# AIM OF THE EXERCISE
Set down each line of the data below exactly.
::::::
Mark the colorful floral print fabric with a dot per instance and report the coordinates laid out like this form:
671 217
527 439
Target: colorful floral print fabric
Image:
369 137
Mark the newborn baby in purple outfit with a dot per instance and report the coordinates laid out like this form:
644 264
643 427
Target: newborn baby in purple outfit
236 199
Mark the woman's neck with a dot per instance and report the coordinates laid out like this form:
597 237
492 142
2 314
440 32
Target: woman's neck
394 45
::::::
# RESULT OF THIS TASK
Mark the colorful floral print fabric with a dot per instance and report the coordinates laid out like this form:
671 217
527 439
Target: colorful floral print fabric
Image:
369 137
Mark the newborn baby in purple outfit with a dot per instance and report the coordinates laid out like this form:
644 264
643 427
Target: newborn baby in purple outfit
236 199
Mark the woman's neck with a dot per instance and report the coordinates laid out like this form:
597 237
492 142
2 314
440 32
Target: woman's neck
394 45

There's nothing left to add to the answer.